[SUPPLIED DATA]
· · ·
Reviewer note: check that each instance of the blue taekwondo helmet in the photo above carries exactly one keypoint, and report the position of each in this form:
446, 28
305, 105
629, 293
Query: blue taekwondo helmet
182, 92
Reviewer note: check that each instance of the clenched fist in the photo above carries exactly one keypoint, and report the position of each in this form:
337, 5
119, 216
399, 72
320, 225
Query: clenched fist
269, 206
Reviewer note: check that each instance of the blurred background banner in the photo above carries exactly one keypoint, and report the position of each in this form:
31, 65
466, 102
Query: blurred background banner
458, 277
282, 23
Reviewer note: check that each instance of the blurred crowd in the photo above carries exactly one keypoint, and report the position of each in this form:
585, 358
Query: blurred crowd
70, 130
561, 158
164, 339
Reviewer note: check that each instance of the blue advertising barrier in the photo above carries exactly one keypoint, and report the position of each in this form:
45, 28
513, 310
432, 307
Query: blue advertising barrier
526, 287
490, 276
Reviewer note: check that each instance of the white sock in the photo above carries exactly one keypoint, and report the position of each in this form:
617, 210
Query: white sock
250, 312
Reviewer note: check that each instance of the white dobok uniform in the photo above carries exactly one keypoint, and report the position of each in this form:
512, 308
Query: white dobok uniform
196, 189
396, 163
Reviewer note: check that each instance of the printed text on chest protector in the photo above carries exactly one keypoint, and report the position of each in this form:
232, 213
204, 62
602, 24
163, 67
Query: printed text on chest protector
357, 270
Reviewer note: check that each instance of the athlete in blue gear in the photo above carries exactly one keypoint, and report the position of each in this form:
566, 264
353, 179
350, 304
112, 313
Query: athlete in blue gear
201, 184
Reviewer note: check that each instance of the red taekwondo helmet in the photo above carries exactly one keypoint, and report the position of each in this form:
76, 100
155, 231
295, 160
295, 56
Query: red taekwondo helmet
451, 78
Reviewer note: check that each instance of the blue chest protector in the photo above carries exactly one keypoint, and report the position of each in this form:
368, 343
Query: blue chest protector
· · ·
Output every entry again, exactly as given.

Reviewer note: check that each instance of the blue taekwondo helmet in the photo above carries exactly one keypoint, and report the position of each in this form:
446, 28
305, 105
629, 293
Query: blue taekwondo helmet
182, 92
Reviewer note: check that each instance of the clenched fist in the photo above carries exactly one keypoint, and report the position of each in this form:
337, 5
119, 216
399, 72
320, 225
Query: clenched fist
269, 206
Reviewer note: check that each instance of the blurred background banner in the photo above carries exactly one keypoint, and report the position of each in this form:
31, 65
466, 102
Query: blurred background banner
458, 277
282, 23
Reviewer note: check that each instance of the blurred crowd in the photo above carries exactly one keypoint, and report the position of each in this form:
585, 358
Query: blurred crowd
70, 130
561, 158
164, 339
Reviewer note: check that each instance of the blue advertising barrier in the photo above carries exactly one keypoint, and report the position of each in this form:
45, 28
513, 310
432, 307
Query: blue advertising barrier
526, 287
490, 276
Reviewer note: check that each instance of the white sock in the photo above carries exactly one keypoint, and report the position of each in this form:
617, 210
Query: white sock
250, 312
Reviewer note: check that each instance of the white dobok uniform in the photo above carries exactly one keypoint, and report the position of each in this form:
512, 308
Query: white dobok uniform
196, 189
396, 163
Reviewer note: check that each instance of the printed text on chest protector in the photo above carries exactly one keypoint, and report the position of each in this form:
232, 213
204, 62
602, 24
163, 67
Query: printed text on chest protector
357, 270
Reviewer note: check that each instance of the athlete in blue gear in the photo above carries exactly one keypoint, and report the position of each in this form:
566, 264
353, 179
350, 304
112, 313
Query: athlete in blue gear
201, 184
Reviewer note: check that each instance of the red taekwondo helmet in the photo above carries exactly one keypoint, and report the position of each in this form:
76, 100
155, 231
295, 160
295, 56
Query: red taekwondo helmet
451, 78
Reviewer note: check that each instance of the blue chest protector in the photo above carries exactly one keypoint, and report the position of each in this form:
368, 343
Query: blue chest protector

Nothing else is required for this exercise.